START Article

Section 3: Spherical latent space#

The previous architecture generates representations that typically spread in different directions from coordinate \((z_1, z_2)=(0,0)\). This effect is due to the initialization of weights distributed randomly around 0.

Adding a third unit to the bottleneck layer defines a coordinate \((z_1, z_2, z_3)\) in 3D space. The latent space from such a network will still spread out from \((z_1, z_2, z_3)=(0, 0, 0)\).

Collapsing the latent space on the surface of a sphere removes the possibility of spreading indefinitely from the origin \((0, 0, 0)\) in any direction since this will eventually lead back to the origin. This constraint generates a representation that fills the surface of the sphere.

END Article

- **Exercise tasks**:
1. In the section on spherical latent space, what causes the representations to spread from the origin?
2. Please repeat everything in the spherical latent space section from "The previous architecture" down to "of the sphere.".

START Supplied information

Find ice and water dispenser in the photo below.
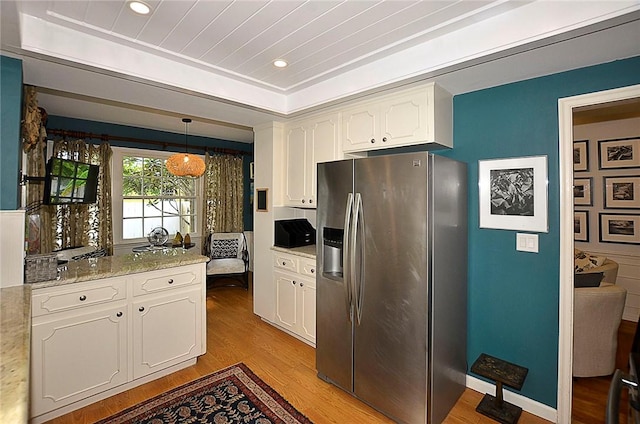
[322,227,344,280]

END Supplied information
START Supplied information

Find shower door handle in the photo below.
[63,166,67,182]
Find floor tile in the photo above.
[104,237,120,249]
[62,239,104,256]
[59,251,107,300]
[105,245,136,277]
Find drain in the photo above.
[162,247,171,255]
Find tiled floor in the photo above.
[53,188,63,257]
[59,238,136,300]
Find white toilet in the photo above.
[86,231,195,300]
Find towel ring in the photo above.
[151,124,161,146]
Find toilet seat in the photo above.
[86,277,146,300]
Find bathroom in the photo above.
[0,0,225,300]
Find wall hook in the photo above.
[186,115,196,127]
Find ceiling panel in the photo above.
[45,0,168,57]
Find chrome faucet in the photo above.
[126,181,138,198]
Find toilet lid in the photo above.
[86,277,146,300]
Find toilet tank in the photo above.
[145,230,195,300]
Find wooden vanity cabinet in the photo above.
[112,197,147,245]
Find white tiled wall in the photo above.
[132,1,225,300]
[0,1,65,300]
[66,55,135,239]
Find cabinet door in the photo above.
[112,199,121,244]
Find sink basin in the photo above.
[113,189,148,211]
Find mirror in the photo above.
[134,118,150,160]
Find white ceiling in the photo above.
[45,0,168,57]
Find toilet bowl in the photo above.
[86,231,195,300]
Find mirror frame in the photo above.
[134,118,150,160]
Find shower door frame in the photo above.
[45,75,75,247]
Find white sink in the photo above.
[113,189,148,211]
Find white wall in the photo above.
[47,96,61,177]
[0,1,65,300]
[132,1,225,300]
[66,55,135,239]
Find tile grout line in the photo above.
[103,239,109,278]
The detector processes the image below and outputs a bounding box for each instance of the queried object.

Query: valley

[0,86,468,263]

END Supplied information

- **Answers per task**:
1. The initialization of weights distributed randomly around 0.

2.
The previous architecture generates representations that typically spread in different directions from coordinate \((z_1, z_2)=(0,0)\). This effect is due to the initialization of weights distributed randomly around 0.

Adding a third unit to the bottleneck layer defines a coordinate \((z_1, z_2, z_3)\) in 3D space. The latent space from such a network will still spread out from \((z_1, z_2, z_3)=(0, 0, 0)\).

Collapsing the latent space on the surface of a sphere removes the possibility of spreading indefinitely from the origin \((0, 0, 0)\) in any direction since this will eventually lead back to the origin. This constraint generates a representation that fills the surface of the sphere.